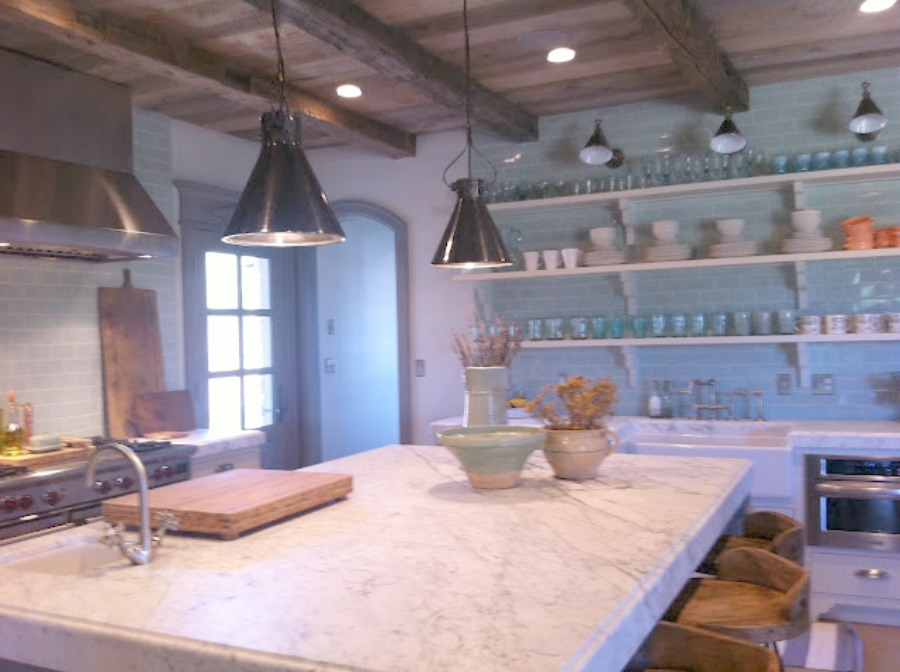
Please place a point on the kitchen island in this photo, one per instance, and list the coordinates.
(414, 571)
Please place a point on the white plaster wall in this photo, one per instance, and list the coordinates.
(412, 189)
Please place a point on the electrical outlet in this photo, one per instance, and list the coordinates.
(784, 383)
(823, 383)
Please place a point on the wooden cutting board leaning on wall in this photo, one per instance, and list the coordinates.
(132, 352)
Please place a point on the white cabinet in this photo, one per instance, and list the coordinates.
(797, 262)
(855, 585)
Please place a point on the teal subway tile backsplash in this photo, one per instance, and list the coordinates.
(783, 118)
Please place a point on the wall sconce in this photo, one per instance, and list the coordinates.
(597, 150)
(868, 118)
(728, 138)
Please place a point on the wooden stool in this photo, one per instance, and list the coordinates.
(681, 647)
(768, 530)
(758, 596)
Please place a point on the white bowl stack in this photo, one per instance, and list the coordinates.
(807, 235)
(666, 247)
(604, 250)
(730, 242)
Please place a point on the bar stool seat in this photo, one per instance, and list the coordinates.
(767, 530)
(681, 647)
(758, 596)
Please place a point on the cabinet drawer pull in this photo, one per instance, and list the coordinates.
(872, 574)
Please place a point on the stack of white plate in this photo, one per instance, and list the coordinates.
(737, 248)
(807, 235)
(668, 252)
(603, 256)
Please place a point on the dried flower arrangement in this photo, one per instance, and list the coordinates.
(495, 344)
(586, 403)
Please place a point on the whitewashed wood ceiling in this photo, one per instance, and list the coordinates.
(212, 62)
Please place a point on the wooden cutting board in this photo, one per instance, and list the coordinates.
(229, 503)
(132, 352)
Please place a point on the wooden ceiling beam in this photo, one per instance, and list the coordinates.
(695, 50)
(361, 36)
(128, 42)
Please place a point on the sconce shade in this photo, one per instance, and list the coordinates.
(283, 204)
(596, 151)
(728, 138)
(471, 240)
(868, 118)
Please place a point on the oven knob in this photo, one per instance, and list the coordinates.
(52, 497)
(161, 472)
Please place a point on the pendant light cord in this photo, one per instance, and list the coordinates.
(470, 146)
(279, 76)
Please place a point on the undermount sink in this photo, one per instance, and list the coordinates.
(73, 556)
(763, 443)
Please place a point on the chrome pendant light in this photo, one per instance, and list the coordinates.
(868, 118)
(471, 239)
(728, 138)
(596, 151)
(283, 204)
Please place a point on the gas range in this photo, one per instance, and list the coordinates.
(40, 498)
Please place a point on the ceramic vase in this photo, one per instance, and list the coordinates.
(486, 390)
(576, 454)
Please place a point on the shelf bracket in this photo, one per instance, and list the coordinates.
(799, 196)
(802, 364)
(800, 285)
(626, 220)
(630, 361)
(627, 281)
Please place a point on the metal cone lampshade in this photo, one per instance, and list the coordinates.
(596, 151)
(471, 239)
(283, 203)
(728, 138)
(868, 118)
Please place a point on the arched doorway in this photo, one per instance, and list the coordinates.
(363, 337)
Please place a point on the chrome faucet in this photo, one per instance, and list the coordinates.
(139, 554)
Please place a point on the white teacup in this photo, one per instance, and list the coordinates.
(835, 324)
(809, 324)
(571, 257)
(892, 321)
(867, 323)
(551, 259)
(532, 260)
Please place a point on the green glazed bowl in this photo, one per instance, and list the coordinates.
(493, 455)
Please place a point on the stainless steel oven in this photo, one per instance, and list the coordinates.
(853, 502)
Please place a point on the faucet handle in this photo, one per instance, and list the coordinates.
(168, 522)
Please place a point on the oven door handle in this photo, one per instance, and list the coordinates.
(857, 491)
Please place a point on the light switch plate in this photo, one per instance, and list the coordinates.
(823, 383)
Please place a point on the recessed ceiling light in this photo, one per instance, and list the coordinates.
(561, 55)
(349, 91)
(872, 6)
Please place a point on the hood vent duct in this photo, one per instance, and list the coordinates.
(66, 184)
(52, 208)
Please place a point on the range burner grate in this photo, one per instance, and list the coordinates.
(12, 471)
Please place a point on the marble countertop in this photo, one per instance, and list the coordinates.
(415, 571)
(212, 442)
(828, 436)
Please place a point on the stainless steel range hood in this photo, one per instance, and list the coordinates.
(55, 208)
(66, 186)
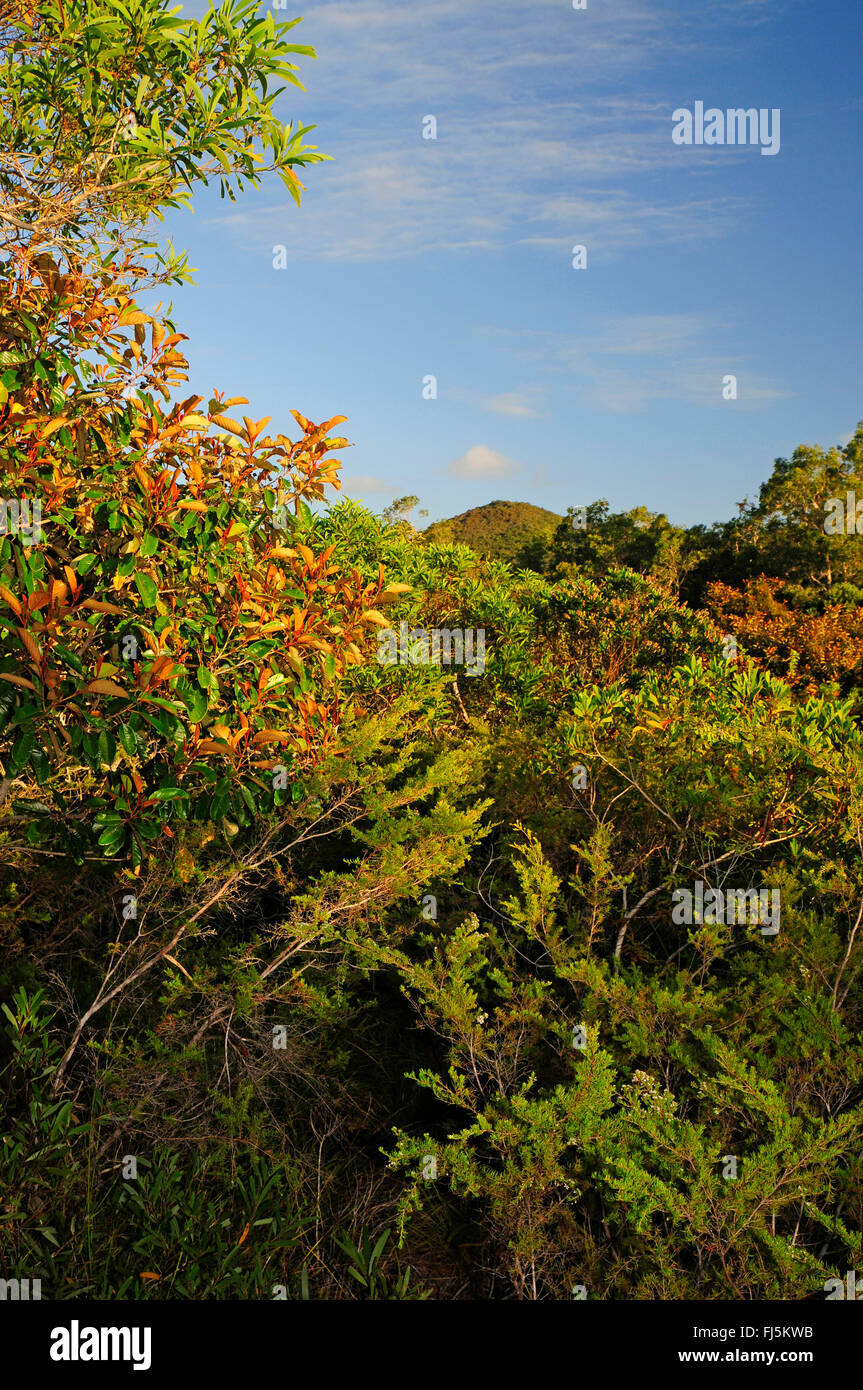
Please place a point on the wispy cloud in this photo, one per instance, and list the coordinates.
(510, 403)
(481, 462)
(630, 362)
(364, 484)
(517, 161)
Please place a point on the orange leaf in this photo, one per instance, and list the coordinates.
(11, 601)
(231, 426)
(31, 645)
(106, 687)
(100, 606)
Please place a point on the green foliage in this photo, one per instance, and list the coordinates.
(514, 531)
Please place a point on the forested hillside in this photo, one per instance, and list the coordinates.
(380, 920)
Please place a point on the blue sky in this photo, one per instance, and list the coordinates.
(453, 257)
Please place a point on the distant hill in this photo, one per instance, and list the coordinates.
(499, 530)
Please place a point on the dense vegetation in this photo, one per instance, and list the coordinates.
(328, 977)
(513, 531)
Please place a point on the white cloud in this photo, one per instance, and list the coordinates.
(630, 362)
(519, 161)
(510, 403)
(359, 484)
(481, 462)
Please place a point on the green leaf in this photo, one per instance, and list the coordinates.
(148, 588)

┄┄┄┄┄┄┄┄┄┄

Arrange every line of the records above as a Markdown table with the columns Row and Line, numbering each row and skipping blank lines. Leave the pictures out of the table.

| Row | Line |
|---|---|
| 1 | Please place a point on the kitchen island in this photo, one per instance, and list the coordinates. |
| 2 | (414, 571) |
| 3 | Please place a point on the white plaster wall in this photo, one per instance, and list the coordinates. |
| 4 | (412, 189) |
| 5 | Please place a point on the electrical outlet in this photo, one per instance, and list the coordinates. |
| 6 | (784, 383) |
| 7 | (823, 383) |
| 8 | Please place a point on the wooden cutting board leaning on wall in this photo, one per instance, and list the coordinates. |
| 9 | (132, 352) |
| 10 | Please place a point on the white cabinet in this photo, one per instance, and list the coordinates. |
| 11 | (797, 262) |
| 12 | (855, 585) |
| 13 | Please place a point on the teal subway tile backsplash in this photo, one per instance, and list the coordinates. |
| 14 | (783, 118) |
| 15 | Please place a point on the wall sconce in this photo, one per instance, and list the coordinates. |
| 16 | (597, 150) |
| 17 | (868, 118) |
| 18 | (728, 138) |
| 19 | Please place a point on the wooden stool in this photo, one per instance, and list the coordinates. |
| 20 | (681, 647) |
| 21 | (768, 530) |
| 22 | (758, 596) |
| 23 | Please place a point on the white bowl stack in this photo, one per instance, and list the coordinates. |
| 24 | (807, 235) |
| 25 | (666, 247) |
| 26 | (604, 250) |
| 27 | (730, 242) |
| 28 | Please place a point on the bar stool seat in this photo, one per instance, and list the coordinates. |
| 29 | (767, 530) |
| 30 | (681, 647) |
| 31 | (758, 596) |
| 32 | Please place a point on the cabinet drawer pull in this photo, one per instance, and list the coordinates. |
| 33 | (872, 574) |
| 34 | Please place a point on the stack of white plate in this photo, one per instance, and list the coordinates. |
| 35 | (737, 248) |
| 36 | (807, 235) |
| 37 | (668, 252) |
| 38 | (603, 256) |
| 39 | Please place a point on the dried flower arrangement in this photo, one per instance, and list the coordinates. |
| 40 | (495, 344) |
| 41 | (586, 403) |
| 42 | Please place a point on the whitewashed wood ceiling in this photo, one per instance, and list the coordinates. |
| 43 | (212, 62) |
| 44 | Please place a point on the wooden cutting board in this photo, one per instance, and list the coordinates. |
| 45 | (229, 503) |
| 46 | (132, 352) |
| 47 | Please place a point on the wooden ceiling beam in this photo, one per instance, and list the coordinates. |
| 48 | (695, 50) |
| 49 | (361, 36) |
| 50 | (128, 42) |
| 51 | Please place a point on the sconce shade in this photo, one per instance, and list the coordinates. |
| 52 | (283, 204) |
| 53 | (596, 151) |
| 54 | (728, 138) |
| 55 | (471, 240) |
| 56 | (868, 118) |
| 57 | Please place a point on the oven knob in this photo, one per instance, and list the coordinates. |
| 58 | (52, 497) |
| 59 | (161, 472) |
| 60 | Please place a point on the pendant light cord in this photo, one per instance, and list the coordinates. |
| 61 | (470, 146) |
| 62 | (279, 76) |
| 63 | Please place a point on the undermount sink in this photo, one per instance, and list the coordinates. |
| 64 | (73, 556) |
| 65 | (763, 443) |
| 66 | Please place a point on the chrome pendant light in this photo, one per instance, and list the coordinates. |
| 67 | (868, 118) |
| 68 | (471, 239) |
| 69 | (728, 138) |
| 70 | (596, 151) |
| 71 | (283, 204) |
| 72 | Please place a point on the gas range in this photo, one per instance, and list the coordinates. |
| 73 | (40, 498) |
| 74 | Please place a point on the ceramic vase in this photo, one per instance, and list the coordinates. |
| 75 | (486, 390) |
| 76 | (576, 454) |
| 77 | Please place a point on the shelf bracket in this photo, one per instance, and list the coordinates. |
| 78 | (799, 196) |
| 79 | (802, 364) |
| 80 | (800, 285) |
| 81 | (626, 220) |
| 82 | (630, 361) |
| 83 | (627, 281) |
| 84 | Please place a point on the metal cone lampshade in this photo, one per instance, and list the coordinates. |
| 85 | (596, 151) |
| 86 | (471, 239) |
| 87 | (283, 203) |
| 88 | (728, 138) |
| 89 | (868, 118) |
| 90 | Please place a point on the arched doorway in this photo, one per instance, and list the coordinates. |
| 91 | (363, 337) |
| 92 | Please place a point on the chrome faucet in this photo, one per instance, and list the coordinates. |
| 93 | (139, 554) |
| 94 | Please place a point on the white teacup in this photo, one per instance, and list the coordinates. |
| 95 | (835, 324) |
| 96 | (809, 324) |
| 97 | (571, 257) |
| 98 | (892, 321) |
| 99 | (867, 323) |
| 100 | (551, 259) |
| 101 | (532, 260) |
| 102 | Please place a point on the green glazed bowl in this photo, one per instance, and list the coordinates. |
| 103 | (493, 455) |
| 104 | Please place a point on the stainless steel oven in this photo, one per instance, and list the coordinates. |
| 105 | (853, 502) |
| 106 | Please place a point on the faucet handle in this photo, one per instance, and list the coordinates. |
| 107 | (168, 522) |
| 108 | Please place a point on the oven door handle in this photo, one per instance, and list the coordinates. |
| 109 | (857, 491) |
| 110 | Please place a point on the light switch plate in this photo, one per instance, and list the coordinates. |
| 111 | (823, 383) |
| 112 | Please place a point on the recessed ceiling light in this photo, one per instance, and list the coordinates. |
| 113 | (561, 55) |
| 114 | (349, 91) |
| 115 | (872, 6) |
| 116 | Please place a point on the hood vent duct in this photo, one per instance, and list the coordinates. |
| 117 | (66, 184) |
| 118 | (52, 208) |
| 119 | Please place a point on the range burner grate in this photo, one per instance, and list the coordinates. |
| 120 | (12, 471) |
| 121 | Please place a point on the marble countertop in this photo, one per instance, and list the coordinates. |
| 122 | (415, 571) |
| 123 | (212, 442) |
| 124 | (828, 436) |
| 125 | Please place a point on the stainless steel range hood in this photo, one per instance, and list the coordinates. |
| 126 | (55, 208) |
| 127 | (66, 186) |
| 128 | Please place a point on the wispy cloud in this photo, one per instance, and list the coordinates. |
| 129 | (510, 403) |
| 130 | (481, 462) |
| 131 | (630, 362) |
| 132 | (364, 484) |
| 133 | (517, 161) |
| 134 | Please place a point on the orange leaf in this photo, one per instance, and list the coordinates. |
| 135 | (11, 601) |
| 136 | (231, 426) |
| 137 | (31, 645) |
| 138 | (106, 687) |
| 139 | (100, 606) |
| 140 | Please place a point on the green foliage in this photo, one per instance, and list the coordinates. |
| 141 | (514, 531) |
| 142 | Please place a point on the forested hillside in this photo, one per instance, and list the coordinates. |
| 143 | (380, 920) |
| 144 | Please place a point on the blue sky in this photo, one per instance, and list the coordinates. |
| 145 | (453, 257) |
| 146 | Please place a point on the distant hill in this photo, one per instance, and list the coordinates. |
| 147 | (499, 530) |
| 148 | Please place a point on the dense vegetation in this photo, one per instance, and list the coordinates. |
| 149 | (328, 977) |
| 150 | (513, 531) |
| 151 | Please place a point on the white cloud in this photo, one per instance, and list the coordinates. |
| 152 | (630, 362) |
| 153 | (519, 161) |
| 154 | (510, 403) |
| 155 | (359, 484) |
| 156 | (481, 462) |
| 157 | Please place a point on the green leaf in this photo, one per instance, and list the coordinates. |
| 158 | (148, 588) |